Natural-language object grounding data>
──────────

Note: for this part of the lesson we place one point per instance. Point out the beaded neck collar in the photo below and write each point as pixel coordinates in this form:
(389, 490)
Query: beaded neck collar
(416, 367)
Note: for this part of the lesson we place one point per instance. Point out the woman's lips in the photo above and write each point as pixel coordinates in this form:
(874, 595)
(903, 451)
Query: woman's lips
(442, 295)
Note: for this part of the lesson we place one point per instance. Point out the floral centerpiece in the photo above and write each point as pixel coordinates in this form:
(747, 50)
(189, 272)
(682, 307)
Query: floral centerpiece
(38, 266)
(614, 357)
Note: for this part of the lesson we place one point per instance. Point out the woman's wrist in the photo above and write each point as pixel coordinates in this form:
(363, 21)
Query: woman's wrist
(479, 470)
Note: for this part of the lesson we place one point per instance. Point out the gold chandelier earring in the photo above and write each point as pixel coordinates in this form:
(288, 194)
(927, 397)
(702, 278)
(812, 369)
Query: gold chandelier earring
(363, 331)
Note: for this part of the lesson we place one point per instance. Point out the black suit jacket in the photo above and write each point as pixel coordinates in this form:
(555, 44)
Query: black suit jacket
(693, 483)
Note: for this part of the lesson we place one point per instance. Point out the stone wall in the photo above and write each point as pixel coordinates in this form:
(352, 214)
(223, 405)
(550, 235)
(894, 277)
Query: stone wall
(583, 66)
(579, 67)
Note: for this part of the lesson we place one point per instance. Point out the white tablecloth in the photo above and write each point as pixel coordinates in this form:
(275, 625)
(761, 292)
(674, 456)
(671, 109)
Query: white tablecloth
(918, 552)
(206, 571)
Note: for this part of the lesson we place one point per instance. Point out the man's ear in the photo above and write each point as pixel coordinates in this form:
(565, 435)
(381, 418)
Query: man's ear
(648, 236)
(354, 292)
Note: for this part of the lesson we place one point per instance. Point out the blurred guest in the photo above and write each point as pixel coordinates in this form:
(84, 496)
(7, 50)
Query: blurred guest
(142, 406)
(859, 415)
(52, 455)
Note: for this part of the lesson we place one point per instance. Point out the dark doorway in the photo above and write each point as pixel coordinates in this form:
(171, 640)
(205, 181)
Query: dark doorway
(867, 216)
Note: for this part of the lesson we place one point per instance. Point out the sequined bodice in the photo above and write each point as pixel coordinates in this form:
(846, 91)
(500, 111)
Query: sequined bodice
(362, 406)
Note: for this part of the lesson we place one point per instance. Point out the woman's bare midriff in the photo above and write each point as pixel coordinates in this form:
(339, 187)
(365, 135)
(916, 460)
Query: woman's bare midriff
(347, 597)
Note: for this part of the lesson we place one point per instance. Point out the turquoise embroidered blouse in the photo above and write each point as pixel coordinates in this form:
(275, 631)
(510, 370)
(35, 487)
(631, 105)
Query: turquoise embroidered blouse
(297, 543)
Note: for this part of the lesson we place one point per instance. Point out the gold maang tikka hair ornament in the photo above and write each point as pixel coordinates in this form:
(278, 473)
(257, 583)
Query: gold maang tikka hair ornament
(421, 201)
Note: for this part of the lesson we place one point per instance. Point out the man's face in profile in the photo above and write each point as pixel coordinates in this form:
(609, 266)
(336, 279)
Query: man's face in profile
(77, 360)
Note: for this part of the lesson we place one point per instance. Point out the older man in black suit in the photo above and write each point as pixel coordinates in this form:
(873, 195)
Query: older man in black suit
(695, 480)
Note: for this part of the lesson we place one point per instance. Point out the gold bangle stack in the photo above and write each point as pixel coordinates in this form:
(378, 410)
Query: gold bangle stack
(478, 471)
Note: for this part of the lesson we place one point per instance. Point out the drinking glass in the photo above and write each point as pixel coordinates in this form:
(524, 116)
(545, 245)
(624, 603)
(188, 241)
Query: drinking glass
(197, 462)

──────────

WHAT TO PRODUCE> Without altering anything, print all of the data again.

RESULT>
Note: for this part of the lesson we place one point per instance. Point out the beaded neck collar in the photo below and write each point as pixel coordinates in this form:
(389, 490)
Query: beaded neck collar
(416, 367)
Note: for this part of the lesson we place one point per instance. Point out the woman's lips in the photo above and write each point as pixel coordinates in this form:
(874, 595)
(903, 451)
Query: woman's lips
(442, 295)
Note: for this part of the lesson we place one point per instance. Point out the floral centerpiece in the photo above and write each point as pixel coordinates in this form:
(747, 50)
(189, 272)
(682, 307)
Query: floral centerpiece
(38, 266)
(614, 357)
Note: for this part of the lesson we place one point per instance. Point out the woman's wrist in the photo above and write each point as pixel coordinates in this form:
(363, 21)
Query: woman's wrist
(479, 470)
Note: for this part of the lesson we place one point per instance. Point out the gold chandelier earring in the photo above and write each point as pixel coordinates in this form:
(288, 194)
(927, 397)
(702, 278)
(812, 369)
Query: gold chandelier earring
(363, 331)
Note: for this part of the lesson we place one point per instance. Point out the black suit jacket in the photo above and write each point as pixel coordinates in this form:
(555, 44)
Query: black suit jacket
(693, 483)
Note: for this part of the lesson we place one point per instance. Point out the stone wall in the photo above and write each point as pixel coordinates in this form:
(352, 214)
(223, 405)
(550, 235)
(894, 277)
Query: stone wall
(583, 66)
(579, 67)
Note: for this part of the lesson we place one point per instance. Point out the white tablecloth in the photo above and write each point as pixel coordinates in this form:
(275, 625)
(761, 292)
(674, 456)
(671, 109)
Query: white tablecloth
(918, 552)
(206, 571)
Note: for this part of the lesson we place one point per instance. Point out the man's ear in the photo above and write each point as pixel coordinates in this form:
(565, 435)
(381, 418)
Query: man's ear
(648, 236)
(354, 292)
Note: for this part of the lesson we place one point per instance. Point out the blurred guest in the photo above and write each point as pixel coordinates in this form:
(84, 496)
(7, 50)
Query: blurred guest
(142, 406)
(859, 415)
(52, 455)
Note: for this part of the lesson we place one point per instance. Point out the dark doorway in the photo above and write each point as pixel coordinates in this form:
(171, 640)
(205, 181)
Query: dark doorway
(867, 216)
Note: for this part of the lesson we place one point per instance. Point out the sequined bodice in the photo above and write each point as pixel coordinates in this form:
(846, 91)
(500, 111)
Query: sequined bodice
(362, 406)
Note: for this part of the lesson we place one point per instance. Point out the woman's bare midriff in the photo above and write each point as pixel coordinates in this form:
(339, 187)
(365, 135)
(916, 460)
Query: woman's bare midriff
(347, 597)
Note: for this part of the lesson we place one point per instance. Point out the turquoise embroidered blouse in the photo above and write each point as pixel coordinates in this form:
(275, 631)
(510, 370)
(35, 487)
(631, 105)
Query: turquoise embroidered blouse
(297, 543)
Note: for this part of the lesson we place one point per instance. Point out the gold maang tikka hair ornament in the photo above and write each point as pixel coordinates in this form:
(278, 473)
(257, 583)
Query: gold maang tikka hair ornament
(421, 201)
Note: for this part of the lesson we place one point per instance. Point out the man's face in profile in the photo above and write each point as pixel coordinates in this form:
(609, 266)
(336, 279)
Query: man's face in profile
(77, 360)
Note: for this part of the lesson we place one point per instance. Point out the older man in black suit in the photo above and write each point as pixel coordinates in this form:
(873, 195)
Query: older man in black suit
(695, 480)
Note: for this part of the lesson we place one point per instance. Point out the gold bangle stack in the photo above and write each point as pixel coordinates in this form:
(378, 410)
Query: gold bangle stack
(478, 471)
Note: for this part of the lesson we place one point per instance. Point out the drinking glass in the photo above and write each point as pixel coordinates in this form:
(524, 116)
(545, 245)
(624, 603)
(188, 241)
Query: drinking glass
(197, 462)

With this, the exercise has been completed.